*EXTRACTED TEXT*.
★ ★ ★ ★
Over the last couple months, I’ve noticed an increase in fiction that mixes body horror and standards of beauty. These books tend to fall in the thriller or horror genres by mimicking current social anxieties. By mirroring what is happening in society today, authors are writing about the fears that keep us up at night. I had been introduced to this genre of books when I read, and then watched, Nine Perfect Strangers by Liane Moriarty. The darker side of the wellness and beauty industry has always fascinated me (my love of cults definitely feeds into this vein), so this genre of killer wellness fiction/body horror was a natural fit. While researching for this blog, I noticed that while the dark sides of the wellness industry are present in these books, there are also related themes stretching across many of them (science fiction biotechnology, influencer culture, celebrity gurus) all told from a mostly female point-of-view.
All of the below titles are owned by the Davenport Public Library. Descriptions have been provided by the publishers.
Rouge by Mona Awad
For as long as she can remember, Belle has been insidiously obsessed with her skin and skincare videos. When her estranged mother Noelle mysteriously dies, Belle finds herself back in Southern California, dealing with her mother’s considerable debts and grappling with lingering questions about her death. The stakes escalate when a strange woman in red appears at the funeral, offering a tantalizing clue about her mother’s demise, followed by a cryptic video about a transformative spa experience. With the help of a pair of red shoes, Belle is lured into the barbed embrace of La Maison de Méduse, the same lavish, culty spa to which her mother was devoted. There, Belle discovers the frightening secret behind her (and her mother’s) obsession with the mirror—and the great shimmering depths (and demons) that lurk on the other side of the glass.
Snow White meets Eyes Wide Shut in this surreal descent into the dark side of beauty, envy, grief, and the complicated love between mothers and daughters. With black humor and seductive horror, Rouge explores the cult-like nature of the beauty industry—as well as the danger of internalizing its pitiless gaze. Brimming with California sunshine and blood-red rose petals, Rouge holds up a warped mirror to our relationship with mortality, our collective fixation with the surface, and the wondrous, deep longing that might lie beneath. – Simon & Schuster
The Glow by Jessie Gaynor
Jane Dorner has two modes: PR Jane, twenty-five, chummy, and eager to sell you a feminist vibrator or a self-care/bereavement subscription box; and Actual Jane, twenty-nine, drifting through mediocre workdays and lackluster dates while paralyzed by her crushing mountain of overdue medical bills. When her job performance is called into question, Jane’s last-ditch effort to preserve her livelihood and pay off her debt is to land a white whale of a client.
★ ★ ★ ★
*RECORD EXTRACTS*.
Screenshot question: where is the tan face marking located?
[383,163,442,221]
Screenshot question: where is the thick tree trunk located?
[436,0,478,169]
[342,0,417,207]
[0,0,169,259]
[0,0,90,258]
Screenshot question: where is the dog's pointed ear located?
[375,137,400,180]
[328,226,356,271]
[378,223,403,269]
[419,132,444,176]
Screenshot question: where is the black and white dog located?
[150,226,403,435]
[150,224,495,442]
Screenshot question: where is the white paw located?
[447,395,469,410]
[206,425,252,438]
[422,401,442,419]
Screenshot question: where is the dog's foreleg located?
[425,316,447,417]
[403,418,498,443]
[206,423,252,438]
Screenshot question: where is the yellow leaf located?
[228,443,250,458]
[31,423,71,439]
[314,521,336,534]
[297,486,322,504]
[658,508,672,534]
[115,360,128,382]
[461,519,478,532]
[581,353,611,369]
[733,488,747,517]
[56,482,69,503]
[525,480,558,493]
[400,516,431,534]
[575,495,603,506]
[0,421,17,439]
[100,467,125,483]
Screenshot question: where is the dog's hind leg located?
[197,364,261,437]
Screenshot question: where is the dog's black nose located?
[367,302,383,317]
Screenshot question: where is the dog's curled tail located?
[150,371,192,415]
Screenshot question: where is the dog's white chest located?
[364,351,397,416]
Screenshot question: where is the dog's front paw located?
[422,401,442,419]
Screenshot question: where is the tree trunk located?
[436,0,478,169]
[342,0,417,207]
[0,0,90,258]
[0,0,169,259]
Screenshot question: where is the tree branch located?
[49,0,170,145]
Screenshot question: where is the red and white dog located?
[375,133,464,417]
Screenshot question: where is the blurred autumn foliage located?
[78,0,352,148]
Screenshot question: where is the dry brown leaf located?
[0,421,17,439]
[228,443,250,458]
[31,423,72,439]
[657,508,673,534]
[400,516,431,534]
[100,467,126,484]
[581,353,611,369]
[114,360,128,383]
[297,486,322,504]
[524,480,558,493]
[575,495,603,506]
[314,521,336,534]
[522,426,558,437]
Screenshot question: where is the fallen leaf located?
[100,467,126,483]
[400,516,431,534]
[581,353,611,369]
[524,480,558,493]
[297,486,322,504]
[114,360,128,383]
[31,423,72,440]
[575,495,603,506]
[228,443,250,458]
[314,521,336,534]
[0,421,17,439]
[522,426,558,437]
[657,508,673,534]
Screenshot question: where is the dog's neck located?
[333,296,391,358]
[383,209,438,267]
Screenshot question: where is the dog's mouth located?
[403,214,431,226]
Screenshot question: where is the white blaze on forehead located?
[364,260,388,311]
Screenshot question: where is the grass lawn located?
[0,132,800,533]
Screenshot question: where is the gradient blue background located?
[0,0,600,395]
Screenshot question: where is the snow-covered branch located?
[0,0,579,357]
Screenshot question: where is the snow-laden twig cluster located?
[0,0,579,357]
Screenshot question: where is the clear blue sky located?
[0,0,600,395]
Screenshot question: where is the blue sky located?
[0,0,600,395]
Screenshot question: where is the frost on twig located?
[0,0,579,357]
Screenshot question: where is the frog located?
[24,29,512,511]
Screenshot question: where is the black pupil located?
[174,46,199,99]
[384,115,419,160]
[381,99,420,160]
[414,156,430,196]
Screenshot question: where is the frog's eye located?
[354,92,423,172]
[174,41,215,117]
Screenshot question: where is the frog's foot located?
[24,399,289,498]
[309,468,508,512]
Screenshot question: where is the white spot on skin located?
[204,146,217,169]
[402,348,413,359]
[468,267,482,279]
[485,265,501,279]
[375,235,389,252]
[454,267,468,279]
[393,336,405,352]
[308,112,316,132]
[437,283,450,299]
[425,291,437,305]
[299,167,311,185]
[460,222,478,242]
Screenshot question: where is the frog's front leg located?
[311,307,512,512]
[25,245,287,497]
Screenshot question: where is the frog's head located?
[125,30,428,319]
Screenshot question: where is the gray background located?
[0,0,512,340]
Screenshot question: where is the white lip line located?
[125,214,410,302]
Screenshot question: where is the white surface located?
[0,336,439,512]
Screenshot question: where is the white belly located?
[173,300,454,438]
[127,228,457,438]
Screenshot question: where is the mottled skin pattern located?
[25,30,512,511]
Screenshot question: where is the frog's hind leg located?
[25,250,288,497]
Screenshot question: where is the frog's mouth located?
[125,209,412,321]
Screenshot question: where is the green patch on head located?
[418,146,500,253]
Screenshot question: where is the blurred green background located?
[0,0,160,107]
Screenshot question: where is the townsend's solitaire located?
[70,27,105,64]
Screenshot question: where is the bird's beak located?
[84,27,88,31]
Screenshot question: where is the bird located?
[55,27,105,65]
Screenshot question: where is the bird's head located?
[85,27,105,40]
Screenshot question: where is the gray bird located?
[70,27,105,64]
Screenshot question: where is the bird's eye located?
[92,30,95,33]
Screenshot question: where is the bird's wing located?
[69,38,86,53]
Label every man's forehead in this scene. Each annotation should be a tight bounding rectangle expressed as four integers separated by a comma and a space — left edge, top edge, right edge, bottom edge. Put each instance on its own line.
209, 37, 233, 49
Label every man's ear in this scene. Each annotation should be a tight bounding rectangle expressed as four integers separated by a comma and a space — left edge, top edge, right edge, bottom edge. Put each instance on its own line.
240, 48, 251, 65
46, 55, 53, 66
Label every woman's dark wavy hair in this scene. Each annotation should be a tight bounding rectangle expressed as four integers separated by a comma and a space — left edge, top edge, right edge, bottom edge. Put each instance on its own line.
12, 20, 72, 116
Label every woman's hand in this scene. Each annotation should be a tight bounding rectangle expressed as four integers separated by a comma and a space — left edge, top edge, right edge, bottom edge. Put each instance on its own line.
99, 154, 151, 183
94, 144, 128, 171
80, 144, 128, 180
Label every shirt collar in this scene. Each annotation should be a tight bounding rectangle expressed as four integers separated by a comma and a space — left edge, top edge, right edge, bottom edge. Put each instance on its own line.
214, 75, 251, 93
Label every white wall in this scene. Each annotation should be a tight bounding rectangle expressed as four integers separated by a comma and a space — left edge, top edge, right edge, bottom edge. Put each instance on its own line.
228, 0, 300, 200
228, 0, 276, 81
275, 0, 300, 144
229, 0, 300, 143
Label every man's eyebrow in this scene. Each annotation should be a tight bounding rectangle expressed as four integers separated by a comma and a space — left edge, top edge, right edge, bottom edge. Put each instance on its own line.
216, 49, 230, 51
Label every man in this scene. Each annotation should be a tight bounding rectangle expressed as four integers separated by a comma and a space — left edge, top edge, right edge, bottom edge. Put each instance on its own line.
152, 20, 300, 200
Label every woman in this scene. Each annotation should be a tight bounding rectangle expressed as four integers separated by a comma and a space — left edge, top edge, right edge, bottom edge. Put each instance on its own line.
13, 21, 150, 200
★ ★ ★ ★
*EXERCISE DIRECTIONS*.
Write out the passage of the text about body horror and beauty fiction starting at "Rouge by Mona" and ending at "of the glass.", keeping every word and mark unchanged. Rely only on the text about body horror and beauty fiction, not on the rows.

*WRITTEN RESPONSE*.
Rouge by Mona Awad
For as long as she can remember, Belle has been insidiously obsessed with her skin and skincare videos. When her estranged mother Noelle mysteriously dies, Belle finds herself back in Southern California, dealing with her mother’s considerable debts and grappling with lingering questions about her death. The stakes escalate when a strange woman in red appears at the funeral, offering a tantalizing clue about her mother’s demise, followed by a cryptic video about a transformative spa experience. With the help of a pair of red shoes, Belle is lured into the barbed embrace of La Maison de Méduse, the same lavish, culty spa to which her mother was devoted. There, Belle discovers the frightening secret behind her (and her mother’s) obsession with the mirror—and the great shimmering depths (and demons) that lurk on the other side of the glass.